**WHAT YOU ARE ASKED TO DO**
The line containing "Target: limestone cliff" and all lines following it in the listing below are to be reproduced exactly, with no other lines.

**DATASET ENTRIES**

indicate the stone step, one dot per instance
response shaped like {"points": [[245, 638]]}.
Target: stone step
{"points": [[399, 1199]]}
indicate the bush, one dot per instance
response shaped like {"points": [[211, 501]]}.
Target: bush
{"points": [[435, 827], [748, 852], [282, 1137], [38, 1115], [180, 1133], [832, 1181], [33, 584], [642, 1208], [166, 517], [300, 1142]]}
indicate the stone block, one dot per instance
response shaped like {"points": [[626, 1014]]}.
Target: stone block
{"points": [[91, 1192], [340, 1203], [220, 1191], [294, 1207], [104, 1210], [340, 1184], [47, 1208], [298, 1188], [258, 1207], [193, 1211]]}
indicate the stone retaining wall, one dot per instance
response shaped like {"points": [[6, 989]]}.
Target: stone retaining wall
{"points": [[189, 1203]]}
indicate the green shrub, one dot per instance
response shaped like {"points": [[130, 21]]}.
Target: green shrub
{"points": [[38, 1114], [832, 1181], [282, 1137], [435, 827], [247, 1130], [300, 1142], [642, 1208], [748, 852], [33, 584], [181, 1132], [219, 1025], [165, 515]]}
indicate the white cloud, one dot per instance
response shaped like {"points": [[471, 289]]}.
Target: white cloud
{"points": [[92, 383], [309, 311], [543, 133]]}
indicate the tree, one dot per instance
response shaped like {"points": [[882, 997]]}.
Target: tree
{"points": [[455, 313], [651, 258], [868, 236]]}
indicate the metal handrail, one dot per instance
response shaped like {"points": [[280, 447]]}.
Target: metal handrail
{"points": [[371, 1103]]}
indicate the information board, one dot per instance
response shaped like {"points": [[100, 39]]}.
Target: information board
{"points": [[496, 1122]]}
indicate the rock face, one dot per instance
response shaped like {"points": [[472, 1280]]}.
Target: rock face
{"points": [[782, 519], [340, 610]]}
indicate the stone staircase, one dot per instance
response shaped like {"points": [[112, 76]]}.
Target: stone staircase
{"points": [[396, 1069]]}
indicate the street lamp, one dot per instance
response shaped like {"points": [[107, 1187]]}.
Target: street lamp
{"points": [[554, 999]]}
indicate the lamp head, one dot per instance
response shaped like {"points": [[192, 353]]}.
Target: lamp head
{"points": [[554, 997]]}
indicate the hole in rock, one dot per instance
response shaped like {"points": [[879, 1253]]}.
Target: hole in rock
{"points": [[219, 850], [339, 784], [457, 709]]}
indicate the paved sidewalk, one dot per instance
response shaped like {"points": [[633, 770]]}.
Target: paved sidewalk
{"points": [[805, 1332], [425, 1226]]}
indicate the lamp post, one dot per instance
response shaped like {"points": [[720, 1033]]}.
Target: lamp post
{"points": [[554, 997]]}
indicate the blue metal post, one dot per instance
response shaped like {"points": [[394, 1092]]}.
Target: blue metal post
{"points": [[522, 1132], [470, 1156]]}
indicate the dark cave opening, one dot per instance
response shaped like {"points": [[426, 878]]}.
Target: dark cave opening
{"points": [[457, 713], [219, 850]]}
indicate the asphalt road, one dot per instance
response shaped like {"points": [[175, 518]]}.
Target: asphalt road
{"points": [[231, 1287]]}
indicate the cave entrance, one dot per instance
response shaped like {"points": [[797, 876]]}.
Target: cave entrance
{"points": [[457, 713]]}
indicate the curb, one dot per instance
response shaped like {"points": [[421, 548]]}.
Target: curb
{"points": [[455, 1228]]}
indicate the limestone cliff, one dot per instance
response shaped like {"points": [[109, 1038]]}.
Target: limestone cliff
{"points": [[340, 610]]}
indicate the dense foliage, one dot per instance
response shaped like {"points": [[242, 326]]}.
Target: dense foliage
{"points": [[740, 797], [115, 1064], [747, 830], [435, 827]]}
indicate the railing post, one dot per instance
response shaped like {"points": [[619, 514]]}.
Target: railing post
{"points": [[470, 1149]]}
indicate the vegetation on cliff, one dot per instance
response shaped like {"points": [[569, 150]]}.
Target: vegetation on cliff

**WRITTEN RESPONSE**
Target: limestone cliff
{"points": [[340, 610]]}
indicate the dense foliage, one dot per instance
response shaped like {"points": [[242, 326]]}.
Target: dense foliage
{"points": [[740, 797], [115, 1064], [747, 830], [435, 827]]}
indicate the railing post, one dot per instance
response shaped like {"points": [[619, 514]]}.
Target: railing post
{"points": [[470, 1149]]}
indicate the vegetation on cliff, one dot per instance
response shaped like {"points": [[569, 150]]}.
Target: vegetation on cliff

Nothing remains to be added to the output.